[O QUE SE PEDE]:
Responda às perguntas abaixo com base no trecho sobre exportações de micro e pequenas empresas.
1. Qual é o número atual de micro e pequenas empresas exportadoras?
2. Segundo João Men, qual é a participação do Brasil no comércio internacional global?
3. A quais parceiros comerciais do Brasil o mercado externo para as MPE está restrito?

O valor exportado pelas MPE também é baixo: não chega a 1% do total das exportações brasileiras, que somaram R$ 27,2 bilhões no mês de outubro, segundo dados do Ministério da Economia. Apesar disso, os números vêm melhorando, com crescimento do número das micro e pequenas empresas que exportam. A cada ano, segundo Gustavo Reis, o Brasil ganha cerca de 1.000 novas MPE exportadoras. O número atual de 11.300 empresas com esse perfil é 8% maior que as 10.349 empresas que venderam para fora em 2020.

Para João Men, professor de MBAs de Internacionalização e Negócios Internacionais da FGV, o universo das MPEs que exportam está alinhado com a nossa cultura exportadora. 

“A participação do Brasil no comércio internacional global fica entre 1 e 1,5%, no máximo. Temos que evoluir a nossa competitividade. As MPE estão no mesmo paralelo que o Brasil está no mundo.  Precisaríamos investir no preparo do produtor e em um conjunto de ações institucionais e políticas facilitadoras”, afirma Men. 

Outro desafio que as micro e pequenas empresas enfrentam na hora de exportar é a falta de valor agregado nos produtos. “O Brasil ainda é pouco competitivo e há ainda o custo Brasil elevado. É preciso agregar valor de todas as formas possíveis”, diz Gustavo Reis, do Sebrae. 

O mercado externo para as MPE é restrito aos maiores parceiros comerciais do Brasil: China, Estados Unidos, Argentina e países da Europa. Os produtos dos pequenos negócios com melhor aceitação no exterior são os mais identificados com a cultura brasileira, como explica o professor João Men. 

“Quanto à pauta, vemos crescentes movimentos de produtos típicos brasileiros da flora amazônica como a castanha da Amazônia e o açaí, frutas do Nordeste, cachaça, entre outros. Se avançarmos na área de inovação e tecnologia, há os games brasileiros que ganham espaço no exterior, além das incursões de consórcios e associações de artesãos, que estão se lançando à internacionalização. São movimentos interessantes”, pontua o especialista.

[CONTEÚDO DOS DADOS]:
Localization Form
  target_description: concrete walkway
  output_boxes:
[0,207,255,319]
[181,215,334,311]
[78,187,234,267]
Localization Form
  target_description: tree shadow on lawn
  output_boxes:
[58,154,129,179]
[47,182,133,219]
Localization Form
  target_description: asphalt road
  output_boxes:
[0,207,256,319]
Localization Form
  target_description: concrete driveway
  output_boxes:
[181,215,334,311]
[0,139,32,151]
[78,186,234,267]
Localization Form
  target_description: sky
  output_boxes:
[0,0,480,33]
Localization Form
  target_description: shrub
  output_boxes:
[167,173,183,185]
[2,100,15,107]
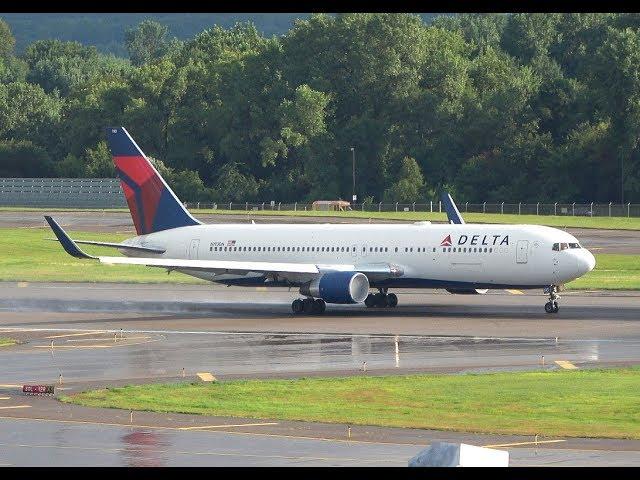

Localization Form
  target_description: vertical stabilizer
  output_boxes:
[441,192,464,224]
[107,127,200,235]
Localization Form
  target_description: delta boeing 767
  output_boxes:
[45,127,595,314]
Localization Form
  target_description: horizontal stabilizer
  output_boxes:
[47,238,167,253]
[44,215,97,259]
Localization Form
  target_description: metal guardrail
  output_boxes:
[0,178,127,208]
[0,178,640,217]
[185,202,640,217]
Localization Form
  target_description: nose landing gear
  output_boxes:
[291,298,327,315]
[544,285,560,313]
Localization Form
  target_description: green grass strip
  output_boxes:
[62,367,640,439]
[0,337,18,347]
[0,207,640,230]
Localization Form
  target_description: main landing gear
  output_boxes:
[364,288,398,308]
[291,297,327,315]
[544,285,560,313]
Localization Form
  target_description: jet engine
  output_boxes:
[300,272,369,303]
[446,288,489,295]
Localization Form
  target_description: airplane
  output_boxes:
[45,127,595,315]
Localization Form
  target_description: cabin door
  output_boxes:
[189,238,200,260]
[516,240,529,263]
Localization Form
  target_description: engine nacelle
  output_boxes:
[446,288,489,295]
[300,272,369,303]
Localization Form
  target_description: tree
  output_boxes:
[24,40,127,97]
[124,20,170,66]
[0,140,52,177]
[384,157,425,203]
[0,82,62,146]
[0,18,16,60]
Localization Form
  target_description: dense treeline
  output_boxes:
[0,14,640,202]
[0,13,309,56]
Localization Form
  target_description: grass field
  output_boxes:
[62,367,640,439]
[0,337,16,347]
[0,228,640,290]
[0,227,205,283]
[0,207,640,230]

[RESPOSTA DO EXERCÍCIO]:
1. 11.300 empresas.
2. Entre 1 e 1,5%, no máximo.
3. China, Estados Unidos, Argentina e países da Europa.